Task goal.
Check every line of the entries below for the word "sleeve", then give only the number of lines that have it.

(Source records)
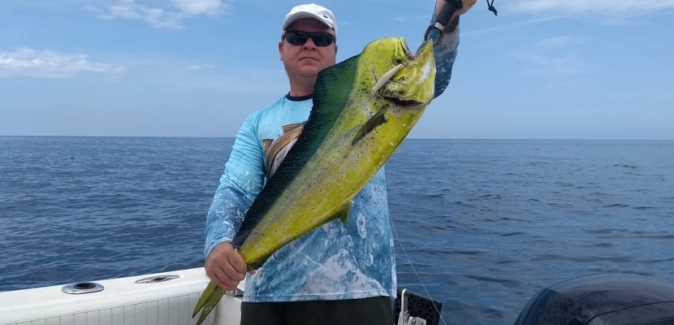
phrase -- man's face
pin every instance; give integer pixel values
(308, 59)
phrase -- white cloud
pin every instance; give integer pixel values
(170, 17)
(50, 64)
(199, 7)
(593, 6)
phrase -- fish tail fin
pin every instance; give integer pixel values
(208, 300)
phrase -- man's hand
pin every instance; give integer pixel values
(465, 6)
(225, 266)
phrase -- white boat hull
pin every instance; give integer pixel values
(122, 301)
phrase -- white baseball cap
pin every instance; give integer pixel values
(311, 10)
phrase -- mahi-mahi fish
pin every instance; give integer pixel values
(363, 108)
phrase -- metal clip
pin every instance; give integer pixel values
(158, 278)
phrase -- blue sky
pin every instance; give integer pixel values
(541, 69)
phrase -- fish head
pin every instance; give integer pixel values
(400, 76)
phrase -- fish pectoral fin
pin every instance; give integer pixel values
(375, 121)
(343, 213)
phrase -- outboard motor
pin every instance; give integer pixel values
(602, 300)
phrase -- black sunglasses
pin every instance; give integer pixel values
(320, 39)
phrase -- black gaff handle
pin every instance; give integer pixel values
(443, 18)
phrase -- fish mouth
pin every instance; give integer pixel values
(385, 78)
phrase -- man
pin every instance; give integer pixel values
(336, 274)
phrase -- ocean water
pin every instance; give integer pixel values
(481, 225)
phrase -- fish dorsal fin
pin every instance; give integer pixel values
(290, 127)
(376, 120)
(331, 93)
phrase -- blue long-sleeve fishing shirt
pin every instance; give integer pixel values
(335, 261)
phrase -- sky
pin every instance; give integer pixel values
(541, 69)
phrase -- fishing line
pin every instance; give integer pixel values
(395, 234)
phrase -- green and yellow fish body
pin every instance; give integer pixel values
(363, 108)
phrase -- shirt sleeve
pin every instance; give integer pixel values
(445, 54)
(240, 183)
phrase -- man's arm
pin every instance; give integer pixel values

Written answer.
2